--- SOURCE EXCERPT ---
Progressives for Immigration Reform Conference Attracts Major Anti-Immigrant Figures

Despite claims by Progressives for Immigration Reform (PFIR) to be a “progressive” and “environmental” organization, the appearance of several anti-immigrant activists at PFIR’s third annual conference in Washington, DC, earlier this month, further confirms that the group is firmly entrenched in the anti-immigrant movement.

Photos of the conference on the group Facebook page show Roy Beck, head of the Virginia-based anti-immigrant group NumbersUSA, in the audience. Beck is the former Washington editor of The Social Contract (TSC), an anti-immigrant journal published by racist John Tanton. During the years Beck was working as the Washington editor of TSC, the journal published the writings of known white supremacists such as Sam Francis and Jared Taylor. Beck also spoke at the 1997 national conference of the Council of Conservative Citizens, a white supremacist organization.

Another picture taken at the PFIR conference shows John Rohe, vice-president of philanthropy and secretary at the Colcom Foundation, in attendance. Rohe is reportedly a close friend of Tanton, and worked with him at Tanton’s U.S., Inc. organization in Michigan for a number of years.  Rohe even authored Tanton’s biography. The Colcom foundation is the premier funder of the anti-immigrant movement in the United States, and has donated millions of dollars a year to anti-immigrant groups such as PFIR, U.S., Inc., NumbersUSA and many others.

A third key anti-immigrant figure identified at the PFIR conference is Marilyn Brant Chandler DeYoung, the chair of the Santa Barbara-based anti-immigrant group Californians for Population Stabilization (CAPS). CAPS reportedly received money from the Pioneer Fund, a foundation that promotes the study of eugenics, in 2002. DeYoung is behind a push this year to get more recognition for CAPS. The group aired ads during the Democratic and Republican conventions and launched a number of new projects in 2012.

PFIR’s claim to legitimacy in the environmental movement continues to unravel. Its website states, “Indeed, it is hard to think of a single environmental problem that is not made significantly worse by population growth, or that could not be more effectively met if we could stabilize or reduce our population.” As this quote indicates, the group’s real agenda is to cite immigration as the major source of environmental problems in the United States.
---
**WHAT NEEDS TO BE DONE:**
How would you say this sentence from the article on the PFIR conference in Spanish: "The group aired ads during the Democratic and Republican conventions and launched a number of new projects in 2012."? The lines that follow have no connection to the article on the PFIR conference.
--- DATASET EXCERPT ---
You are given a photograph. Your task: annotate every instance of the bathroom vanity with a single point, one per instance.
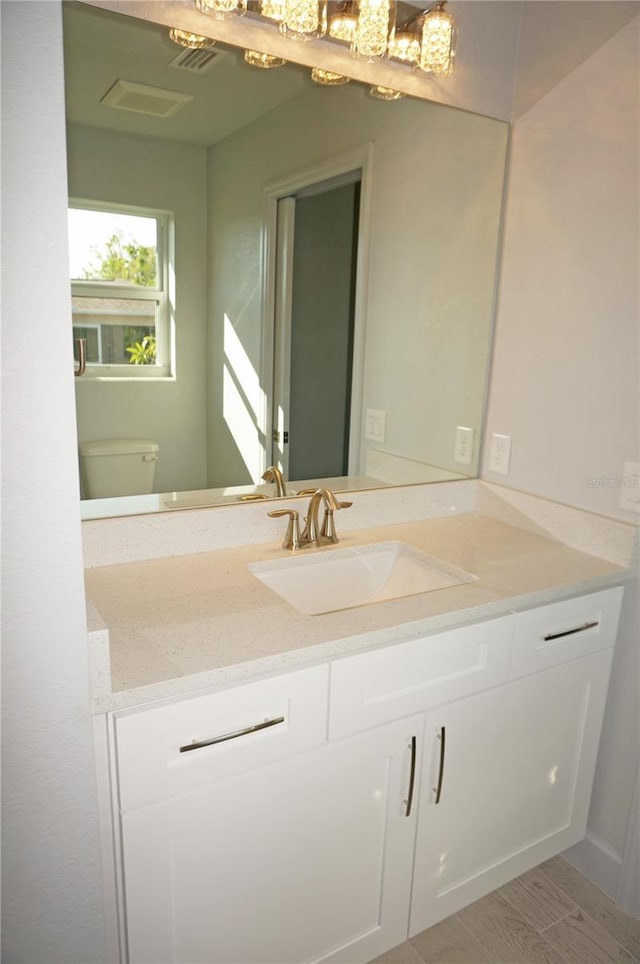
---
**THE RESULT:**
El grupo emitió anuncios durante las convenciones demócrata y republicana y lanzó varios proyectos nuevos en 2012.